### Texto fornecido
--
Juliana costuma adquirir suas roupas em lojas de departamento, mas quando se fala em roupas mais caras, o problema fica ainda pior. “Fico inconformada que empresários do País ainda não tenham explorado o mercado plus size, já tão difundido no exterior, e que mulheres brasileiras tenham que importar da Europa roupas de qualidade de tamanho extragrande justamente pela falta de opções”, critica a modelo GG Fluvia Lacerda. Segundo ela, no Brasil a maioria das roupas grandes ainda é de malha, sendo ignorado o público que tem dinheiro para adquirir peças com tecidos mais finos, como seda e linho, por exemplo. Sua declaração em 2010 de que toda vez que vem ao Brasil morre de medo de perder a bagagem, porque nunca encontraria roupas da mesma qualidade aqui, enfureceu fabricantes e lojistas de marcas GG. Resultado: tornou-se persona non grata em eventos com o Fashion Weekend Plus Size, realizado em São Paulo.
--
### Trechos de registros
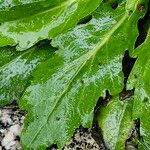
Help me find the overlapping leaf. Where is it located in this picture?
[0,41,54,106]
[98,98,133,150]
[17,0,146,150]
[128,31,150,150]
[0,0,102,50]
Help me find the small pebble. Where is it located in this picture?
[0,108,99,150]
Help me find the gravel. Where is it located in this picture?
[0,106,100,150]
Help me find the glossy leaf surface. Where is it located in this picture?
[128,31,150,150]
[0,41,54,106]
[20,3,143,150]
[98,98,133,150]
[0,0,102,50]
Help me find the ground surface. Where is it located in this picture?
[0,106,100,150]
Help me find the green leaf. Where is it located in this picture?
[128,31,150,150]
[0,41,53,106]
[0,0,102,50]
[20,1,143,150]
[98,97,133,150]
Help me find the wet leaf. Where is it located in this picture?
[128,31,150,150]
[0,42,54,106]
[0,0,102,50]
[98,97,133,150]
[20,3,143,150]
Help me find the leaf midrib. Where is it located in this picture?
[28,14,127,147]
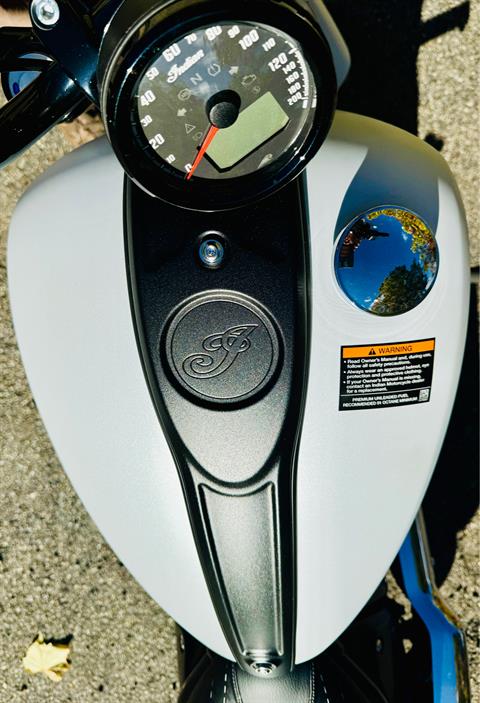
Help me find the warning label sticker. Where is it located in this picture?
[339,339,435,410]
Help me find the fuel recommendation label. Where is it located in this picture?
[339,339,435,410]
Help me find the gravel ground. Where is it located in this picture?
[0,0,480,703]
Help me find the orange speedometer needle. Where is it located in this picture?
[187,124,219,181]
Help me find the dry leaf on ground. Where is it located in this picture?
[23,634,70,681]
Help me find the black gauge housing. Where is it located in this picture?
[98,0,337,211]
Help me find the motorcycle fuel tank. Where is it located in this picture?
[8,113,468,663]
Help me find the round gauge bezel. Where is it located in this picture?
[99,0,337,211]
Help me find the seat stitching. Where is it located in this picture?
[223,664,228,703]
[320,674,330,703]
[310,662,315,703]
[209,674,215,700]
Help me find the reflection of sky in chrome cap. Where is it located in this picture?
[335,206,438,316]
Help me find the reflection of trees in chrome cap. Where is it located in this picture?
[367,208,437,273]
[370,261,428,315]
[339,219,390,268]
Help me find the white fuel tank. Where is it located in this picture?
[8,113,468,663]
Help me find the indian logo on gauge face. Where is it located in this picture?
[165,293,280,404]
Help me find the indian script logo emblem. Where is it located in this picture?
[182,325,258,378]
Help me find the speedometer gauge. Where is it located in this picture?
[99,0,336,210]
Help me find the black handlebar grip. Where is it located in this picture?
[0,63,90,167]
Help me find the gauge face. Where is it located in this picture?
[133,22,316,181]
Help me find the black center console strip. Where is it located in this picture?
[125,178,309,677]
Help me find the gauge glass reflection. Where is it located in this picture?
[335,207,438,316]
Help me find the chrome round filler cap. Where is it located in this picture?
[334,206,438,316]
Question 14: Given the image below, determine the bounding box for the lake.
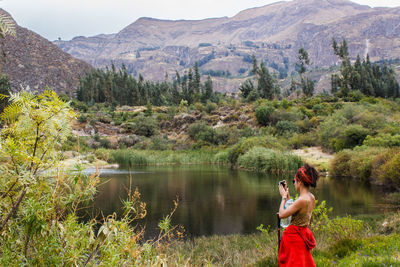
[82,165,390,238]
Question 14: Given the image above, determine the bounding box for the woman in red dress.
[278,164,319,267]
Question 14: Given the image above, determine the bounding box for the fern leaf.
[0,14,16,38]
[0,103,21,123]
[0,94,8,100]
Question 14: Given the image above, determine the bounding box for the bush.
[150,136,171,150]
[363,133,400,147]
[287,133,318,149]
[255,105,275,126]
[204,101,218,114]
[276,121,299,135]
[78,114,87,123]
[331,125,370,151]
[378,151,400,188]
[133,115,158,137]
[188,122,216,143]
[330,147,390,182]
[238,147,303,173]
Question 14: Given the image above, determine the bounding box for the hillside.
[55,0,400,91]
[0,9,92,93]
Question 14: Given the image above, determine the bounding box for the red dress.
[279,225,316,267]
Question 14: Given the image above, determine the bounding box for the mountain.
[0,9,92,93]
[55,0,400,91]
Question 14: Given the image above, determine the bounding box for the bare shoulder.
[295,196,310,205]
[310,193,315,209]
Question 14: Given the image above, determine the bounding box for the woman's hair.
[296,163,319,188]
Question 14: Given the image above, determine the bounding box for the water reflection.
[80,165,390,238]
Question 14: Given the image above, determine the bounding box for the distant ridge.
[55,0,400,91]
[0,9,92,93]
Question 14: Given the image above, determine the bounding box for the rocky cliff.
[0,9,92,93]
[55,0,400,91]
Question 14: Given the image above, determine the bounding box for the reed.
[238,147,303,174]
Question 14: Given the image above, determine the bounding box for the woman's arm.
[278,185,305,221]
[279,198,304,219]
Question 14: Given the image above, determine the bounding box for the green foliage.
--
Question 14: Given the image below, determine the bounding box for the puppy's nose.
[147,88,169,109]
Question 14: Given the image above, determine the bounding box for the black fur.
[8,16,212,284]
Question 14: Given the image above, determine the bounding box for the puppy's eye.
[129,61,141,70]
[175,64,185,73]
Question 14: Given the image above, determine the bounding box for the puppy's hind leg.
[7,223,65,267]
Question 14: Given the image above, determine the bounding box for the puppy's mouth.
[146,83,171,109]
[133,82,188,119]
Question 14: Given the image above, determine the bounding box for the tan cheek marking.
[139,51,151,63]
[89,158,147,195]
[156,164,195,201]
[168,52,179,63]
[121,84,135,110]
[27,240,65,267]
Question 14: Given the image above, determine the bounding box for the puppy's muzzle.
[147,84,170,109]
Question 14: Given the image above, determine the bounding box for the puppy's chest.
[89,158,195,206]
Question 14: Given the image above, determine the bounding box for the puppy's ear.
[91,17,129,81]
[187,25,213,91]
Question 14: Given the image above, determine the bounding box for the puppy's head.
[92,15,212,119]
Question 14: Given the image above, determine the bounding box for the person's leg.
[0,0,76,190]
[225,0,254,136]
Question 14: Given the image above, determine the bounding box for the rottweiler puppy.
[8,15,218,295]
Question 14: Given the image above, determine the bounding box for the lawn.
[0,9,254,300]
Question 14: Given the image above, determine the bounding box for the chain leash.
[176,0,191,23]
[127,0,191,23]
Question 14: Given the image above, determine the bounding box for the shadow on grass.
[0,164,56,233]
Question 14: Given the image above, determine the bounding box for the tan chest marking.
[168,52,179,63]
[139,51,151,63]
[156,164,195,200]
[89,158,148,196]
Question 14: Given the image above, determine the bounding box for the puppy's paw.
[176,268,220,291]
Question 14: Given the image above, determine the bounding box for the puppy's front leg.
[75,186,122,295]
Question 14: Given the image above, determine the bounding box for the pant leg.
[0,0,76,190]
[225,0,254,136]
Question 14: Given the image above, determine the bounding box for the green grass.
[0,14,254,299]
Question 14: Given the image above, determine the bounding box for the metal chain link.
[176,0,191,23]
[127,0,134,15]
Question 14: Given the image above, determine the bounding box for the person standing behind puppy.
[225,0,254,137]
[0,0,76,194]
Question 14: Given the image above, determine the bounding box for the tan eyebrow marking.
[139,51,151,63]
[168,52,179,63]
--
Responda com base no texto sobre moda plus size:
1. Onde Juliana costuma comprar suas roupas?
2. Segundo Fluvia Lacerda, de que é feita a maioria das roupas grandes no Brasil?
3. Em que cidade é realizado o Fashion Weekend Plus Size?

1. Em lojas de departamento.
2. De malha.
3. Em São Paulo.